→ SET TASK
Rewrite the data below with every instance of "bounding box" swapped for "rectangle", leaving everything else unchanged.

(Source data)
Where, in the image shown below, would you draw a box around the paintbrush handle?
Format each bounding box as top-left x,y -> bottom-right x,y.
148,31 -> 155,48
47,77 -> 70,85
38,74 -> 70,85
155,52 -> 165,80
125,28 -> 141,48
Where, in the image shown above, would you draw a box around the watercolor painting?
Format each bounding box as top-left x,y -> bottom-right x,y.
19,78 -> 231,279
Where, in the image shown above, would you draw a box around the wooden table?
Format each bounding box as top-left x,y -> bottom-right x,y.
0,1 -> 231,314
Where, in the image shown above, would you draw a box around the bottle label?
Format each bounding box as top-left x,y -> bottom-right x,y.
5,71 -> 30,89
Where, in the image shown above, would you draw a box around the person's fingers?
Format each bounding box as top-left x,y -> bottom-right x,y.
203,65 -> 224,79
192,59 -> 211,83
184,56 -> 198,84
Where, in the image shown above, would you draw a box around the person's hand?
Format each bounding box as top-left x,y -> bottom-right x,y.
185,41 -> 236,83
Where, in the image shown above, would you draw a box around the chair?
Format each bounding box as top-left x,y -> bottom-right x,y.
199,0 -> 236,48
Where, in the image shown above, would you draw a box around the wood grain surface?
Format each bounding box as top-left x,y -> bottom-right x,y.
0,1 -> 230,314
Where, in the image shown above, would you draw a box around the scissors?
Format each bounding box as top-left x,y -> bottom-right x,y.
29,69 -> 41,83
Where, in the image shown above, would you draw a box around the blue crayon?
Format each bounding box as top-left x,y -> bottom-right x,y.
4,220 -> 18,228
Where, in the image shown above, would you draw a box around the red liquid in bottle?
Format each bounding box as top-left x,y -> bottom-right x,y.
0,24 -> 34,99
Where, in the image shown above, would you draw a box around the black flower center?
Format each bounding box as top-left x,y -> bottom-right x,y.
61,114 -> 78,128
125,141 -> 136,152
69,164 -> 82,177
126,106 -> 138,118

→ COMPLETED EXERCISE
Where, in the image shown below, would you draw a box around the paintbrush handle?
Format each rectangle as top-left x,y -> bottom-right x,y.
148,31 -> 155,48
47,77 -> 70,85
38,74 -> 70,85
155,52 -> 165,80
125,28 -> 141,48
Where, in the image shown above, would you draw a box around the watercolor painting?
Format each rectangle as top-left x,y -> bottom-right x,y.
19,78 -> 231,279
Where, in the image shown above, would you draw a box around the wooden table?
Format each rectangle as top-left x,y -> bottom-right x,y.
0,1 -> 231,314
Where, in the image shown above, would you draw a box around the bottle label?
Format each rectangle as top-left x,y -> bottom-right x,y.
5,71 -> 30,89
Where, in the image shown above, would you draw a box around the person's fingers?
Format each rectangle as top-left x,y -> bottom-right x,y.
203,65 -> 224,79
192,59 -> 211,83
184,56 -> 198,84
Where, in the image shown above, would you draw a box around the person's hand?
Format each rectangle as top-left x,y -> bottom-right x,y.
185,41 -> 236,83
Where, in the image shown above, would you draw a box around the chair?
Format each rectangle as top-left x,y -> bottom-right x,y.
199,0 -> 236,48
Where, in the image shown above, would you draw a box around the wood grain surface?
Format each rectangle as top-left x,y -> bottom-right x,y.
0,1 -> 230,314
Where, in the image shown above, would you draw a box around the scissors?
Format each rectangle as top-left x,y -> bottom-right x,y.
29,69 -> 41,83
Where, in the image shown above, would you draw a box around the blue crayon?
Format each rectangle as top-left x,y -> bottom-right x,y.
4,220 -> 18,228
Where, in the image shown above, would you draw a box around the red liquid in bottle?
Format each rectangle as top-left x,y -> bottom-right x,y.
0,24 -> 34,99
Where, in the image shown above, would you draw a box around the black flower center?
Format each rectangle as top-left x,y -> bottom-right x,y.
61,114 -> 78,128
125,141 -> 136,152
69,164 -> 82,177
126,106 -> 138,118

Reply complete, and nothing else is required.